• _O QUE FAZER_:
[A] Segundo o texto de estudo, qual é a profissão de Ismael?
[B] Edita, por favor, o texto de estudo começando em "Aqui, Cabré dá" e acabando em "lembra de qual.", trocando "hospital" por "sanatório".
[C] Explica, com base no texto de estudo, com que propósito Cabré vai construindo a personagem.

• _TEXTO DE ESTUDO_:
-=-=-=-=-

Aqui, Cabré dá a história de Ismael, um professor de literatura cuja infância foi difícil. Culpado pelo pai pela morte da mãe, acaba por crescer sem família, estudar, criar uma existência pacífica e banal. Isto, pelo menos, até à altura em que lhe cai um botão da camisa e reencontra uma antiga vizinha. Depois apanha boleia de um antigo aluno e a coisa não vai bem. Acaba por acordar confuso num hospital. A memória da vida está turva, a dos livros está melhor. Entende que passou por perigo, mas não se lembra de qual.

Com a vida para trás, sobrevive a literatura, e Cabré vai construindo a personagem de forma a piscar o olho ao leitor treinado. Assim, constrói um thriller que parece voltado para uma tragédia grega, usando o património da literatura mundial que começa logo no nome da personagem. A quem lhe pergunta qual é, a resposta é Melville: “Chamem-me Ismael.”

-=-=-=-=-

• _Dados de apontamento por expressão referencial_:
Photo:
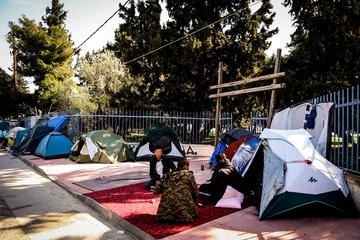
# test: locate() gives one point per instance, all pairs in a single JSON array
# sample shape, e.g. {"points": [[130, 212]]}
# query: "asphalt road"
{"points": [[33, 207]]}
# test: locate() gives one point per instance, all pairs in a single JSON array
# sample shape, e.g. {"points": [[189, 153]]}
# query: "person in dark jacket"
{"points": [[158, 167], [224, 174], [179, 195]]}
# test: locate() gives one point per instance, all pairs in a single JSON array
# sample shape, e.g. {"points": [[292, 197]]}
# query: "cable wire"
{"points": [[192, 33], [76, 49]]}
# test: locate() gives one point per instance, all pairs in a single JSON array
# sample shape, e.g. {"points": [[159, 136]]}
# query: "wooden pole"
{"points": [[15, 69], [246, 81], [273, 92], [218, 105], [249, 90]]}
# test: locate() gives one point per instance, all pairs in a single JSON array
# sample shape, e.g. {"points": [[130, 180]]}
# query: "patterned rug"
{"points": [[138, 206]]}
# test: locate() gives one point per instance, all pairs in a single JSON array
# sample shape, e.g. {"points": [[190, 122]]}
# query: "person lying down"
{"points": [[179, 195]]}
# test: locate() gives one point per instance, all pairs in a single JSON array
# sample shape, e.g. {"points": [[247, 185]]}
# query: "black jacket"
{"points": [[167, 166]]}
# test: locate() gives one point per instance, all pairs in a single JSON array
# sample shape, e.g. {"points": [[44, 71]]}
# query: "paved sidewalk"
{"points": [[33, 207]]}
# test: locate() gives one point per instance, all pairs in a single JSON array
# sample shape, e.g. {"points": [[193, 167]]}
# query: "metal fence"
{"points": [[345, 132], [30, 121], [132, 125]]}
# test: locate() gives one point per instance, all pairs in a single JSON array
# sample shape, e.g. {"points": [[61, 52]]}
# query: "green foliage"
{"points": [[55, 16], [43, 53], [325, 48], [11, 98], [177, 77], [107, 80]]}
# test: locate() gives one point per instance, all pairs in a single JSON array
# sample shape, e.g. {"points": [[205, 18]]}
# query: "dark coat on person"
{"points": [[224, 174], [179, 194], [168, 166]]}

-=-=-=-=-

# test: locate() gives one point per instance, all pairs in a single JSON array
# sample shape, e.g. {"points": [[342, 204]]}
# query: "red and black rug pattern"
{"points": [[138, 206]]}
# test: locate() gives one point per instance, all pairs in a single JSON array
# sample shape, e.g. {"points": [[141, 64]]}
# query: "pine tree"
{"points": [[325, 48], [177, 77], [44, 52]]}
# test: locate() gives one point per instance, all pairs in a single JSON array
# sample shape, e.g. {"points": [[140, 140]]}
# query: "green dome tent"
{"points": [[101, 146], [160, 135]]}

-=-=-=-=-

• _RESULTADOS POR ORDEM_:
[A] Ismael é professor de literatura.

[B]
Aqui, Cabré dá a história de Ismael, um professor de literatura cuja infância foi difícil. Culpado pelo pai pela morte da mãe, acaba por crescer sem família, estudar, criar uma existência pacífica e banal. Isto, pelo menos, até à altura em que lhe cai um botão da camisa e reencontra uma antiga vizinha. Depois apanha boleia de um antigo aluno e a coisa não vai bem. Acaba por acordar confuso num sanatório. A memória da vida está turva, a dos livros está melhor. Entende que passou por perigo, mas não se lembra de qual.

[C] Cabré constrói a personagem de forma a piscar o olho ao leitor treinado. Para isso, usa o património da literatura mundial, a começar pelo próprio nome, Ismael, que remete para Melville.